Reproduisez mot pour mot le passage de l'article sur les adolescents palestiniens qui va de « La participation auto-inspirée » jusqu'à « dans Jérusalem. » inclus.
==== TEXTE EXTRAIT ====
Palestine
Il n’y a pas de père : les adolescents
palestiniens,
tête haute pour la libération
Samah Jabr
© Samah
Jabr
Lundi 19 octobre 2015
La violence des actes de la résistance
contre l’occupation chez les jeunes est
un symptôme de la désorganisation de la
société dans laquelle ils luttent pour
survivre.
Un jeune
Palestinien en aide un autre à mettre
son keffieh, lors d’affrontements avec
les soldats israéliens près de la
colonie juive illégale de Bet El, dans
Ramallah, en Cisjordanie occupée, le 4
octobre 2015. (AFP)
La participation auto-inspirée et
improvisée d'adolescents qui n’ont
aucune affiliation politique est un
phénomène marquant dans le soulèvement
actuel. Ils sont des mineurs nés après
les Accords d’Oslo et qui ont observé à
distance les trois guerres contre Gaza,
ils ont assisté à la sauvagerie
croissante des colons contre nos
villageois en Cisjordanie, et
aujourd'hui, ils voient clairement
comment l’expansion israélienne
s’accapare tout ce qui est palestinien
dans Jérusalem.
Ces garçons ne sont
ni désespérés ni suicidaires, et pas
davantage des délinquants et des
contrevenants à la morale. Au contraire,
les biographies de beaucoup d’entre eux
révèlent une recherche ambitieuse pour
l’excellence et la réussite. Ils se
perçoivent eux-mêmes comme capables,
altruistes et protégeant le peuple
palestinien – ils sont prêts à endurer
le sacrifice extrême pour réaliser ces
objectifs.
==== DONNÉES ENREGISTRÉES ====
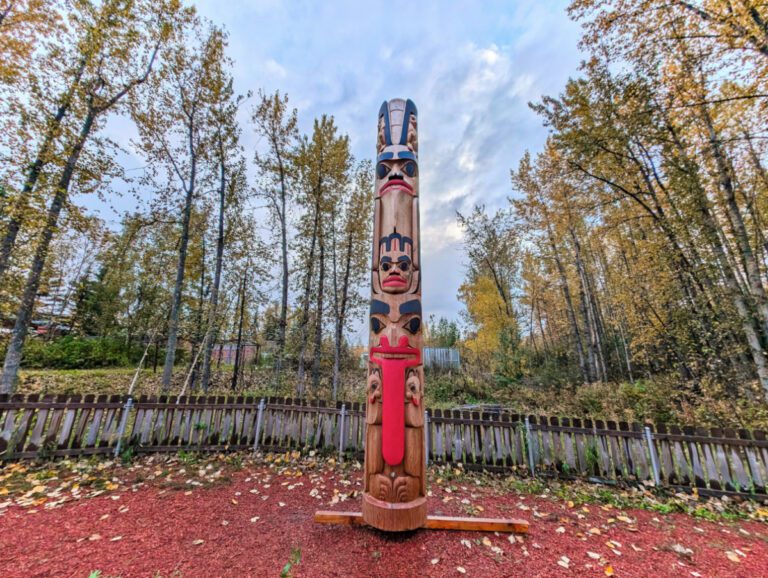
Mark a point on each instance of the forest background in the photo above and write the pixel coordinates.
(626, 277)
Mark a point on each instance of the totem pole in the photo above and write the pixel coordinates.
(395, 492)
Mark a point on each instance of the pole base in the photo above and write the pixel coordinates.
(506, 525)
(394, 517)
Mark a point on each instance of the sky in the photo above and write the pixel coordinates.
(471, 67)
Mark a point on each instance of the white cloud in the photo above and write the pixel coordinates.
(471, 68)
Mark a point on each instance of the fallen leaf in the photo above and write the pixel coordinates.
(733, 557)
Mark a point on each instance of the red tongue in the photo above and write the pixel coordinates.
(393, 416)
(393, 400)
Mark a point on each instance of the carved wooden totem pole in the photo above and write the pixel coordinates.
(394, 495)
(395, 491)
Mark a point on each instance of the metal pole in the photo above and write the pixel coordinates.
(654, 457)
(529, 443)
(123, 424)
(426, 436)
(341, 429)
(259, 418)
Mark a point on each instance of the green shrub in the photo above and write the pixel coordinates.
(79, 353)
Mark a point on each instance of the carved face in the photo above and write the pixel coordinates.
(398, 173)
(395, 263)
(395, 331)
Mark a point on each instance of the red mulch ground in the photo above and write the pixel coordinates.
(161, 529)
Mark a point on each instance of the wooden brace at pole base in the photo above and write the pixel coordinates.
(506, 525)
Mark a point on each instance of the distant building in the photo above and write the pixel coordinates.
(226, 352)
(434, 358)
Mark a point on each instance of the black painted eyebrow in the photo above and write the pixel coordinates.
(379, 307)
(412, 306)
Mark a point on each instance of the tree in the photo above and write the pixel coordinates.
(274, 123)
(351, 239)
(322, 164)
(125, 61)
(174, 120)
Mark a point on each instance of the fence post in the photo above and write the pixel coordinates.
(654, 457)
(259, 418)
(341, 429)
(529, 445)
(426, 436)
(123, 423)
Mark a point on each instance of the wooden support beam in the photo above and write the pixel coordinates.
(507, 525)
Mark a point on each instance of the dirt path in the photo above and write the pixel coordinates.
(255, 521)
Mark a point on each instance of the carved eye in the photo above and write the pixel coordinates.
(382, 170)
(413, 325)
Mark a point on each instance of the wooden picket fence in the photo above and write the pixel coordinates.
(714, 461)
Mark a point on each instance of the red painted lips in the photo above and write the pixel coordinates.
(398, 183)
(394, 280)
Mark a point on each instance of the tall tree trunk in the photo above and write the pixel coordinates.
(747, 255)
(173, 323)
(24, 313)
(213, 308)
(304, 320)
(341, 314)
(319, 320)
(35, 170)
(573, 321)
(239, 346)
(199, 340)
(283, 324)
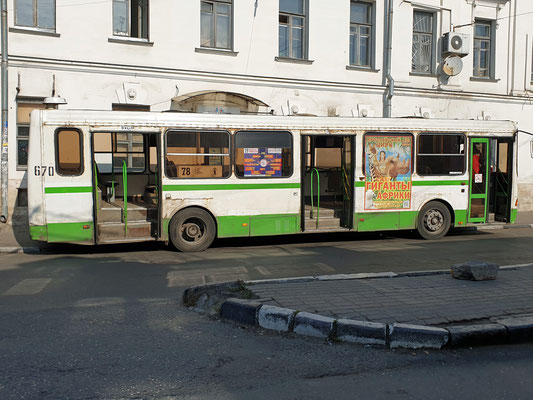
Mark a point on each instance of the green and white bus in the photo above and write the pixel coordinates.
(98, 177)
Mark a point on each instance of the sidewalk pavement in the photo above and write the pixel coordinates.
(435, 300)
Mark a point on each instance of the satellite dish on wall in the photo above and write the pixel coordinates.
(453, 65)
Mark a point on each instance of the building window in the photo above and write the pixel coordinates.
(263, 154)
(216, 24)
(36, 13)
(191, 155)
(423, 31)
(482, 49)
(361, 34)
(130, 18)
(68, 147)
(440, 154)
(23, 131)
(292, 35)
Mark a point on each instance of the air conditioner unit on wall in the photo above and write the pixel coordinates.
(456, 43)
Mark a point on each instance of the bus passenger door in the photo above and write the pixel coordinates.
(347, 172)
(479, 177)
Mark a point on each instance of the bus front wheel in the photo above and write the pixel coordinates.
(192, 229)
(434, 220)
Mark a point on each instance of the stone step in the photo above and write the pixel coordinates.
(114, 214)
(116, 231)
(323, 223)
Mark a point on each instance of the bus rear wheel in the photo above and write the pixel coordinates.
(433, 220)
(192, 229)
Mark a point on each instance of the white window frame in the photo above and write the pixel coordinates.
(432, 36)
(214, 24)
(127, 33)
(35, 24)
(371, 26)
(290, 24)
(491, 51)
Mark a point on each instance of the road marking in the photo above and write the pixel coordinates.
(262, 270)
(204, 276)
(324, 267)
(28, 287)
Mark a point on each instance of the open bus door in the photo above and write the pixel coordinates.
(126, 186)
(479, 178)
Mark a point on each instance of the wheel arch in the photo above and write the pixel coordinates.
(187, 207)
(442, 201)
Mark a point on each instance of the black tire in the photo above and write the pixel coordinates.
(192, 229)
(433, 220)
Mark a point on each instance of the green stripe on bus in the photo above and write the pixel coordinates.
(439, 183)
(426, 183)
(231, 186)
(71, 189)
====
- **RÉSULTAT OBTENU**:
La participation auto-inspirée et
improvisée d'adolescents qui n’ont
aucune affiliation politique est un
phénomène marquant dans le soulèvement
actuel. Ils sont des mineurs nés après
les Accords d’Oslo et qui ont observé à
distance les trois guerres contre Gaza,
ils ont assisté à la sauvagerie
croissante des colons contre nos
villageois en Cisjordanie, et
aujourd'hui, ils voient clairement
comment l’expansion israélienne
s’accapare tout ce qui est palestinien
dans Jérusalem.